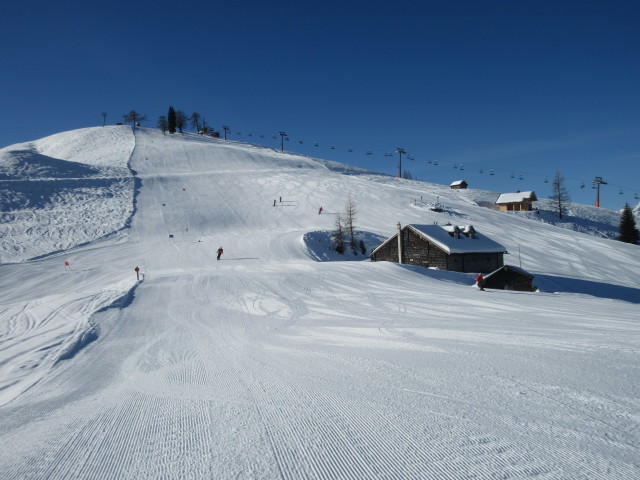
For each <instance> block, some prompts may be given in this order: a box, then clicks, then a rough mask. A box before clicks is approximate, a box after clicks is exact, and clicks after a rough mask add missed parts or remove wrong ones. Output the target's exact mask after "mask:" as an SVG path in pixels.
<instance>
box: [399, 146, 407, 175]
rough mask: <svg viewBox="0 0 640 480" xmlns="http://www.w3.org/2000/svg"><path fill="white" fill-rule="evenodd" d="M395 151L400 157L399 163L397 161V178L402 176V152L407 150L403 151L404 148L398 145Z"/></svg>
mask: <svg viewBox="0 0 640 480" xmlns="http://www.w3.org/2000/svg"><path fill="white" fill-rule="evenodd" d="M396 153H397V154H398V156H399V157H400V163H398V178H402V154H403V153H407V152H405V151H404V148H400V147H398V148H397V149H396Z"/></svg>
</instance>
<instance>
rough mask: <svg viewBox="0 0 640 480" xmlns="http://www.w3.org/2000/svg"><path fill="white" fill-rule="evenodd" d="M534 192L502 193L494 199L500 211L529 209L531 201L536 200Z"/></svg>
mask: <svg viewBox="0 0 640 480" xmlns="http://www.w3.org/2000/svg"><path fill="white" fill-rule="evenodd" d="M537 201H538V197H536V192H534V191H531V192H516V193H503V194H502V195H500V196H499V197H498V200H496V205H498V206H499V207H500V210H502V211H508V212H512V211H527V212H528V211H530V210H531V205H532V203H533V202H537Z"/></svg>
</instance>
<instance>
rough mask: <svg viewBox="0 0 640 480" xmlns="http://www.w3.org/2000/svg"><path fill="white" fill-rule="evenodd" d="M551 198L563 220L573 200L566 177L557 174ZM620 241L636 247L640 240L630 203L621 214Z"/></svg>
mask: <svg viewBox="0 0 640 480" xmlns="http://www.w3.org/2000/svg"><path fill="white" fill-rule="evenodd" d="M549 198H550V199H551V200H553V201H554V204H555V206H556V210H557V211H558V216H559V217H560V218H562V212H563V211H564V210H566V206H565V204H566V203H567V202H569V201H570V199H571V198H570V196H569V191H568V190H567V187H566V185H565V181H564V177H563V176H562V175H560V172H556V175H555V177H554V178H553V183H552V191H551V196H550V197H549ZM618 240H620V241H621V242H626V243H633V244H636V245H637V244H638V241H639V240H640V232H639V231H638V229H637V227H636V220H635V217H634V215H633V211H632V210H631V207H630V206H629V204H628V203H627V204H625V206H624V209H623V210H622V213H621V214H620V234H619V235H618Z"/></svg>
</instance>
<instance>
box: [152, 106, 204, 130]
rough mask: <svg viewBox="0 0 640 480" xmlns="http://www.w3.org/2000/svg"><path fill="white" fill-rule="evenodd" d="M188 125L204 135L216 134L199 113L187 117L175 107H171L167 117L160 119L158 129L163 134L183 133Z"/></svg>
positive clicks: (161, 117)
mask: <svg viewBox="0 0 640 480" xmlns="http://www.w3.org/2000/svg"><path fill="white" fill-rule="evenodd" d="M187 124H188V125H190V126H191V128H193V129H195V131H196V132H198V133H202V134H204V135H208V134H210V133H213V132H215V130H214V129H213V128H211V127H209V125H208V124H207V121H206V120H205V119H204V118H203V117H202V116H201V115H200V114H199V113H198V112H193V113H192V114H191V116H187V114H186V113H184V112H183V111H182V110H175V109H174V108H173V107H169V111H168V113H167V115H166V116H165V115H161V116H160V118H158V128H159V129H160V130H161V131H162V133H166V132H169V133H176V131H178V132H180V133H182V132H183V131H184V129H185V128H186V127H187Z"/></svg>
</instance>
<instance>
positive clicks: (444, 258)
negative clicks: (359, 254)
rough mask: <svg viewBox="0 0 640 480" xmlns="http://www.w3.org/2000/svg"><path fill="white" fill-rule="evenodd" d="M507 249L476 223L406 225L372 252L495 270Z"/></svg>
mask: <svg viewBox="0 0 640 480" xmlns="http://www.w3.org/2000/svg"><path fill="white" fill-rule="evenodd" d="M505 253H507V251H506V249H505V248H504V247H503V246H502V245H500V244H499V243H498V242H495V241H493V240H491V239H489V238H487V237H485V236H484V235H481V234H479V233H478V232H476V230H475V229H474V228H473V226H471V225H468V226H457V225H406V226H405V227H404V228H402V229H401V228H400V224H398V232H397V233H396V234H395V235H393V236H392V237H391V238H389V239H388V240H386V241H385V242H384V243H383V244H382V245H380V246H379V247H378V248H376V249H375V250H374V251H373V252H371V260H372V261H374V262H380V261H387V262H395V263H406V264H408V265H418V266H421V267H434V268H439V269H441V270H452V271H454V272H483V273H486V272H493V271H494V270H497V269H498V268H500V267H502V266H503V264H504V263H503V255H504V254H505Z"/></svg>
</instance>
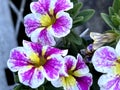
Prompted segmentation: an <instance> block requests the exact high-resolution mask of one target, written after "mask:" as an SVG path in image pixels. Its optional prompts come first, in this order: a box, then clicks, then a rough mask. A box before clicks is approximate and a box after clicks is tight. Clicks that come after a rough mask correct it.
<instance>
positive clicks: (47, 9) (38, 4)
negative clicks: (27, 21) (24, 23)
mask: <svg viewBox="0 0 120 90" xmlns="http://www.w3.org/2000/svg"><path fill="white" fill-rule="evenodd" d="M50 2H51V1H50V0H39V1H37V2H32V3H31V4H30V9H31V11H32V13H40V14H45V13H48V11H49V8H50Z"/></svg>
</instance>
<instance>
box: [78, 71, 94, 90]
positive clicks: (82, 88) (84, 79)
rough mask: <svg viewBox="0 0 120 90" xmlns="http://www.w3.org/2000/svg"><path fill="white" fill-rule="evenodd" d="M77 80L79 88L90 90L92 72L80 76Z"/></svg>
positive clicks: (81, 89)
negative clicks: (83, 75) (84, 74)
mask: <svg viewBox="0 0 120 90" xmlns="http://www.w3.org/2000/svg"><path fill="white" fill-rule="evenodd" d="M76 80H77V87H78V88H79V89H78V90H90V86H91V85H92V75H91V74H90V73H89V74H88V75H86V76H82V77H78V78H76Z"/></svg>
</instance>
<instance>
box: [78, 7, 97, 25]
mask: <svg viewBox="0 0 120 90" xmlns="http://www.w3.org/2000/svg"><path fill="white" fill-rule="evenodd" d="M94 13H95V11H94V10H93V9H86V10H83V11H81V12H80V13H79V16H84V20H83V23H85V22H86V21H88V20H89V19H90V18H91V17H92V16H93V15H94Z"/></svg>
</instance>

****

**What this task involves:**
Apart from its pictures, the data is to be repeated exactly.

**Result:**
For each <instance> block, some prompts may be given in this order: a box, then clicks, then a rough mask. A box before clicks is approximate, a box after clicks is exact, and clicks after a rough mask add missed parts or remove wrong ones. Output the target's exact mask after "mask:" as an SVG path in pixels.
<instance>
box: [399, 146, 407, 175]
rough mask: <svg viewBox="0 0 640 480" xmlns="http://www.w3.org/2000/svg"><path fill="white" fill-rule="evenodd" d="M395 151L400 157L399 163L397 161V178L402 176V152L407 150L403 151L404 148L398 145Z"/></svg>
mask: <svg viewBox="0 0 640 480" xmlns="http://www.w3.org/2000/svg"><path fill="white" fill-rule="evenodd" d="M396 153H397V154H398V156H399V157H400V163H398V178H402V154H403V153H407V152H405V151H404V148H400V147H398V148H397V149H396Z"/></svg>
</instance>
<instance>
rough mask: <svg viewBox="0 0 640 480" xmlns="http://www.w3.org/2000/svg"><path fill="white" fill-rule="evenodd" d="M534 192L502 193L494 199L500 211L529 209L531 201L536 200Z"/></svg>
mask: <svg viewBox="0 0 640 480" xmlns="http://www.w3.org/2000/svg"><path fill="white" fill-rule="evenodd" d="M537 201H538V197H536V192H534V191H531V192H516V193H503V194H502V195H500V196H499V197H498V200H496V205H498V206H499V207H500V210H502V211H508V212H512V211H527V212H528V211H530V210H531V205H532V203H533V202H537Z"/></svg>
</instance>
<instance>
rough mask: <svg viewBox="0 0 640 480" xmlns="http://www.w3.org/2000/svg"><path fill="white" fill-rule="evenodd" d="M551 198L563 220L573 200L566 177L557 174ZM620 241L636 247L640 240L630 203L621 214Z"/></svg>
mask: <svg viewBox="0 0 640 480" xmlns="http://www.w3.org/2000/svg"><path fill="white" fill-rule="evenodd" d="M549 198H550V199H551V200H553V201H554V204H555V206H556V210H557V211H558V216H559V217H560V218H562V212H563V211H564V210H566V206H565V204H566V203H567V202H569V201H570V199H571V198H570V196H569V191H568V190H567V187H566V185H565V181H564V177H563V176H562V175H560V172H556V175H555V177H554V178H553V183H552V191H551V196H550V197H549ZM618 240H620V241H621V242H626V243H633V244H636V245H637V244H638V241H639V240H640V232H639V231H638V229H637V227H636V220H635V217H634V215H633V211H632V210H631V207H630V206H629V204H628V203H627V204H625V206H624V209H623V210H622V213H621V214H620V234H619V235H618Z"/></svg>
</instance>
<instance>
box: [152, 106, 204, 130]
rough mask: <svg viewBox="0 0 640 480" xmlns="http://www.w3.org/2000/svg"><path fill="white" fill-rule="evenodd" d="M188 125L204 135L216 134L199 113L187 117L175 107H171L167 117L160 119L158 129L163 134L183 133Z"/></svg>
positive clicks: (161, 117)
mask: <svg viewBox="0 0 640 480" xmlns="http://www.w3.org/2000/svg"><path fill="white" fill-rule="evenodd" d="M187 124H188V125H190V126H191V128H193V129H195V131H196V132H198V133H202V134H204V135H208V134H210V133H213V132H215V130H214V129H213V128H211V127H209V125H208V124H207V121H206V120H205V119H204V118H203V117H202V116H201V115H200V114H199V113H198V112H193V113H192V114H191V116H187V114H186V113H184V112H183V111H182V110H175V109H174V108H173V107H169V111H168V113H167V115H166V116H165V115H161V116H160V118H158V128H159V129H160V130H161V131H162V133H166V132H169V133H176V131H178V132H180V133H182V132H183V131H184V129H185V128H186V127H187Z"/></svg>
</instance>
<instance>
positive clicks: (444, 258)
negative clicks: (359, 254)
rough mask: <svg viewBox="0 0 640 480" xmlns="http://www.w3.org/2000/svg"><path fill="white" fill-rule="evenodd" d="M507 249L476 223L406 225L372 252L495 270Z"/></svg>
mask: <svg viewBox="0 0 640 480" xmlns="http://www.w3.org/2000/svg"><path fill="white" fill-rule="evenodd" d="M505 253H507V251H506V249H505V248H504V247H503V246H502V245H500V244H499V243H498V242H495V241H493V240H491V239H489V238H487V237H485V236H484V235H481V234H479V233H478V232H476V230H475V229H474V228H473V226H471V225H468V226H457V225H406V226H405V227H404V228H402V229H401V228H400V224H398V232H397V233H396V234H395V235H393V236H392V237H391V238H389V239H388V240H386V241H385V242H384V243H383V244H382V245H380V246H379V247H378V248H376V249H375V250H374V251H373V252H371V260H372V261H374V262H380V261H387V262H395V263H406V264H408V265H418V266H421V267H434V268H439V269H441V270H452V271H454V272H483V273H486V272H493V271H494V270H497V269H498V268H500V267H502V266H503V264H504V263H503V255H504V254H505Z"/></svg>
</instance>
Prompted segmentation: an <instance> block requests the exact high-resolution mask of one target, written after "mask:" as an SVG path in image pixels. Its optional prompts come first, in this order: a box, then clicks, then a rough mask. A box before clicks is approximate and a box after clicks is tight. Clicks that come after a rough mask correct it.
<instance>
positive clicks: (47, 9) (38, 4)
negative clicks: (27, 21) (24, 23)
mask: <svg viewBox="0 0 120 90" xmlns="http://www.w3.org/2000/svg"><path fill="white" fill-rule="evenodd" d="M50 2H51V1H50V0H39V1H37V2H32V3H31V4H30V9H31V11H32V13H40V14H45V13H48V11H49V8H50Z"/></svg>
</instance>
<instance>
box: [78, 71, 94, 90]
positive clicks: (82, 88) (84, 79)
rough mask: <svg viewBox="0 0 120 90" xmlns="http://www.w3.org/2000/svg"><path fill="white" fill-rule="evenodd" d="M77 80L79 88L90 90L92 72L80 76Z"/></svg>
positive clicks: (81, 89)
negative clicks: (83, 75) (84, 74)
mask: <svg viewBox="0 0 120 90" xmlns="http://www.w3.org/2000/svg"><path fill="white" fill-rule="evenodd" d="M76 80H77V87H78V88H79V89H78V90H90V86H91V85H92V75H91V74H90V73H89V74H88V75H86V76H82V77H78V78H76Z"/></svg>
</instance>
<instance>
box: [78, 7, 97, 25]
mask: <svg viewBox="0 0 120 90" xmlns="http://www.w3.org/2000/svg"><path fill="white" fill-rule="evenodd" d="M94 13H95V11H94V10H93V9H86V10H83V11H81V12H80V13H79V16H84V20H83V23H85V22H86V21H88V20H89V19H90V18H91V17H92V16H93V15H94Z"/></svg>
</instance>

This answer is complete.